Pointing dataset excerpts
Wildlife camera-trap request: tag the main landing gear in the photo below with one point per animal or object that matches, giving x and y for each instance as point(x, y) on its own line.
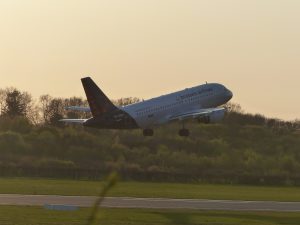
point(184, 132)
point(148, 132)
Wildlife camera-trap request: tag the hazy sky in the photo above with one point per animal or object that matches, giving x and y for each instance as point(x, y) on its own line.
point(145, 48)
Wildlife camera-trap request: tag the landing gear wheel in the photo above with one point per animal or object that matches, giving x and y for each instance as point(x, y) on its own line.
point(184, 132)
point(148, 132)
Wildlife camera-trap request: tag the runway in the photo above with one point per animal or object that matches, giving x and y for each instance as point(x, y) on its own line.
point(149, 203)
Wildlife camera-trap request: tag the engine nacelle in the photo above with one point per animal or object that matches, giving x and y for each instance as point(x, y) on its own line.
point(214, 117)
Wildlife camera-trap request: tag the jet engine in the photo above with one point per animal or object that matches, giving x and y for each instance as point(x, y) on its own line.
point(213, 117)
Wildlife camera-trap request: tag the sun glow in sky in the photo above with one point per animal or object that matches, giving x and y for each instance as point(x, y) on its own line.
point(145, 48)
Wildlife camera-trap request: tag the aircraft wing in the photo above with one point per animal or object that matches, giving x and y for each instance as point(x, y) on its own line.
point(79, 108)
point(195, 114)
point(75, 121)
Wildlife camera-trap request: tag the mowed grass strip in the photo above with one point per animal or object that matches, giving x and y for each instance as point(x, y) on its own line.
point(148, 190)
point(37, 216)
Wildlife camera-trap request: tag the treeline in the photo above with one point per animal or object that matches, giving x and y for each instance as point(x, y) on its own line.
point(244, 148)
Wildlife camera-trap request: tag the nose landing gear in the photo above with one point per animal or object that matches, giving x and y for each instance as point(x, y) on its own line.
point(184, 132)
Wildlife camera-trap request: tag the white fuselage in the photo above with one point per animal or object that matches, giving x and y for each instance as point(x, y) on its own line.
point(158, 110)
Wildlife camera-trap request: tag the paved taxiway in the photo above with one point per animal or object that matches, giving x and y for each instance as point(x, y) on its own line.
point(158, 203)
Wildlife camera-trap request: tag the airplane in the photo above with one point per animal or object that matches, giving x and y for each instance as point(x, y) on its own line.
point(200, 102)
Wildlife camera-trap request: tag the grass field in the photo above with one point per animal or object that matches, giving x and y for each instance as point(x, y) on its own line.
point(13, 215)
point(140, 189)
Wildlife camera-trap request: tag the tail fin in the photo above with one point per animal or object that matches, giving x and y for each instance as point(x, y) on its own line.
point(97, 100)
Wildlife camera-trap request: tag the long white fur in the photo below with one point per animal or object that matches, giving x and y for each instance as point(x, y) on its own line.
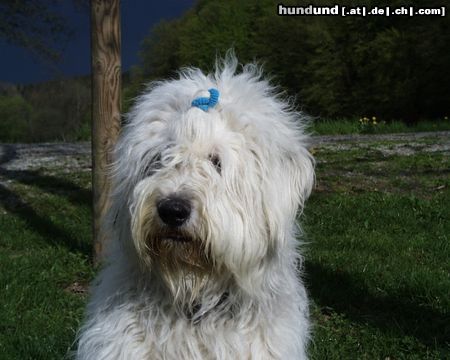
point(252, 304)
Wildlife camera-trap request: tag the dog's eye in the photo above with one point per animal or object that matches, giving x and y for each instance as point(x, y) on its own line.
point(215, 160)
point(153, 165)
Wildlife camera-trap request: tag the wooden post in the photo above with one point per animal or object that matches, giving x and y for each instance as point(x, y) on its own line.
point(106, 102)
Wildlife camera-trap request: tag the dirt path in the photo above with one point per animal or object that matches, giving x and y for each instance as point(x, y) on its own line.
point(76, 156)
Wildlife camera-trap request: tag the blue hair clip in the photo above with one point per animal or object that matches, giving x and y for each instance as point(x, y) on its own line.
point(206, 103)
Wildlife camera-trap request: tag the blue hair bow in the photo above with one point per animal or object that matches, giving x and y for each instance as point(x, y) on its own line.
point(206, 103)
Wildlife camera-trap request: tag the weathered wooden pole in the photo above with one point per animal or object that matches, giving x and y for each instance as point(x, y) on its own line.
point(106, 101)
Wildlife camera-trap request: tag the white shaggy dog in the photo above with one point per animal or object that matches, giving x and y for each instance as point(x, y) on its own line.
point(203, 260)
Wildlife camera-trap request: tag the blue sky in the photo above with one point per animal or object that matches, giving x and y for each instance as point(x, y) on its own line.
point(18, 65)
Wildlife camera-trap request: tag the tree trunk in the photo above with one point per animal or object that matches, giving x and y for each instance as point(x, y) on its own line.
point(106, 87)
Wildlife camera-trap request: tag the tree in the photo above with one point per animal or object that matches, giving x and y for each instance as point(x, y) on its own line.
point(106, 86)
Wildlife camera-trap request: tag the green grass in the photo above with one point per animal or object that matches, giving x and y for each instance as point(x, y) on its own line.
point(352, 126)
point(44, 251)
point(376, 261)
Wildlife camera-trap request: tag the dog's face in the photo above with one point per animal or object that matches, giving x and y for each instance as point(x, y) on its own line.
point(210, 194)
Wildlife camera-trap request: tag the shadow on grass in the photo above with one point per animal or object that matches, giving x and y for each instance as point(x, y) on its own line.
point(399, 314)
point(43, 226)
point(14, 204)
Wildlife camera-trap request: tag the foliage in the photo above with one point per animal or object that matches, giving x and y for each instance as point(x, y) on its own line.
point(36, 25)
point(15, 115)
point(395, 67)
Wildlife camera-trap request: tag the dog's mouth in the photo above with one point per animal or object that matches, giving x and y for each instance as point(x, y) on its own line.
point(175, 237)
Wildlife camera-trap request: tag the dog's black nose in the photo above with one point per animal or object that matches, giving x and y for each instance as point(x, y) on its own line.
point(174, 211)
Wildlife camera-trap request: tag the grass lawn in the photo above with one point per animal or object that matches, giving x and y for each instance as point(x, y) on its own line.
point(353, 126)
point(376, 259)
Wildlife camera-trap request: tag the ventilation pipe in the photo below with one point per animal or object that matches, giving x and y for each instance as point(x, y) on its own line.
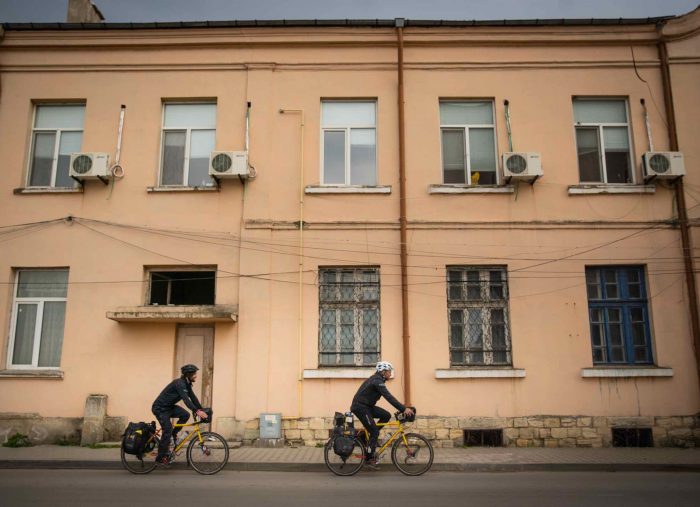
point(406, 338)
point(680, 199)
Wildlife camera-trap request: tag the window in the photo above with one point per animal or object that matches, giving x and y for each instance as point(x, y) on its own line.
point(189, 137)
point(477, 307)
point(57, 132)
point(182, 287)
point(617, 306)
point(468, 137)
point(39, 313)
point(349, 317)
point(602, 140)
point(349, 143)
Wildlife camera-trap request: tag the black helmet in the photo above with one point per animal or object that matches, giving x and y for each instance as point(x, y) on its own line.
point(189, 368)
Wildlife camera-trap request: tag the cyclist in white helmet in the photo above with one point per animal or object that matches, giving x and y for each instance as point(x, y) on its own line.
point(364, 405)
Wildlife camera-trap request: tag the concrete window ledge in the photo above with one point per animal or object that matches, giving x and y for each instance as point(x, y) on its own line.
point(347, 189)
point(46, 190)
point(626, 372)
point(447, 373)
point(471, 189)
point(181, 189)
point(339, 373)
point(193, 313)
point(39, 374)
point(611, 189)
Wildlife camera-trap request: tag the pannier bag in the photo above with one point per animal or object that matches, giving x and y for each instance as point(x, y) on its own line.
point(136, 437)
point(343, 446)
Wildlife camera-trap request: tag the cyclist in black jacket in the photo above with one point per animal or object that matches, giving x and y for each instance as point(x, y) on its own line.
point(365, 401)
point(165, 408)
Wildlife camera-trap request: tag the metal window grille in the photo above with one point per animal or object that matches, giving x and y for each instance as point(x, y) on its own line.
point(619, 315)
point(477, 306)
point(349, 317)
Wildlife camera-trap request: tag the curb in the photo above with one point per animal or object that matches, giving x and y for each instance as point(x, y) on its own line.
point(321, 467)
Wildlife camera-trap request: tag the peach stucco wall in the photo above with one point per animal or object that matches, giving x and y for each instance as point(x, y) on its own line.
point(251, 229)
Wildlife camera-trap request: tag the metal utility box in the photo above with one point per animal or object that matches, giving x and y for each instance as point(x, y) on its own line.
point(270, 425)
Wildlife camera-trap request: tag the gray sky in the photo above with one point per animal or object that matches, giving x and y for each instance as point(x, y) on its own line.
point(199, 10)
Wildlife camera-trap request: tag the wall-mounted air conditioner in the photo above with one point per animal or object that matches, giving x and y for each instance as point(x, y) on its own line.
point(229, 164)
point(85, 166)
point(663, 164)
point(527, 166)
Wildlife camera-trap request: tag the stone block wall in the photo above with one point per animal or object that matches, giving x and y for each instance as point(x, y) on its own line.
point(531, 431)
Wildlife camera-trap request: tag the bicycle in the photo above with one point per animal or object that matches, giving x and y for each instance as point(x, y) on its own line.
point(411, 453)
point(207, 452)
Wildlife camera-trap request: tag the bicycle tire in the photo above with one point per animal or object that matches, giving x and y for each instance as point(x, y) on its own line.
point(144, 465)
point(209, 455)
point(348, 466)
point(414, 459)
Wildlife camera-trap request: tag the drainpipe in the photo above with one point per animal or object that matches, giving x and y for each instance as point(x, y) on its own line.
point(680, 200)
point(402, 222)
point(301, 253)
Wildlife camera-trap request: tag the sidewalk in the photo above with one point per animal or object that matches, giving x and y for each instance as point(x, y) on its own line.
point(475, 459)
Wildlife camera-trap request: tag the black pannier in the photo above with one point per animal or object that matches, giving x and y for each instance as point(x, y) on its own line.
point(136, 437)
point(343, 446)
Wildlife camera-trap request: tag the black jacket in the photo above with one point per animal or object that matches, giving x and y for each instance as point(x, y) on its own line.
point(178, 389)
point(371, 390)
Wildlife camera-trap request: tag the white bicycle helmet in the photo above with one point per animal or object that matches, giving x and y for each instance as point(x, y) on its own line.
point(384, 366)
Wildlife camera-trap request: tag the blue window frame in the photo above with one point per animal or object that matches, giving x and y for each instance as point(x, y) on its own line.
point(619, 315)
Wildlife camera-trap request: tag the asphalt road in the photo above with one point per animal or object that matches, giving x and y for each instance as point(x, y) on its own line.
point(38, 488)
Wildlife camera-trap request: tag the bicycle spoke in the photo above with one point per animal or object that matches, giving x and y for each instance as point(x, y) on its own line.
point(208, 456)
point(414, 456)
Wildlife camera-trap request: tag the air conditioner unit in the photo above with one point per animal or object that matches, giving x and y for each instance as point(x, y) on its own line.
point(663, 164)
point(522, 165)
point(228, 164)
point(85, 166)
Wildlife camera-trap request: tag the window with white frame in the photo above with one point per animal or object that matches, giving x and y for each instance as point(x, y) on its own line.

What you need to do =>
Can you quote exactly the lines from the one containing "Wildlife camera-trap request: tag the air conditioner" through the last line of the records above, and nothing else?

Exercise response =>
Wildlife camera-trap request: tag the air conditioner unit in the photo above with one point per animal or object that matches, giving x and y for each instance as point(x, y) on its own line.
point(663, 164)
point(522, 165)
point(228, 164)
point(85, 166)
Wildlife camera-trap request: tag the window with white frame in the photo above with one point per animal or object that matches, giving x and y for each instance as point(x, y) on its own line.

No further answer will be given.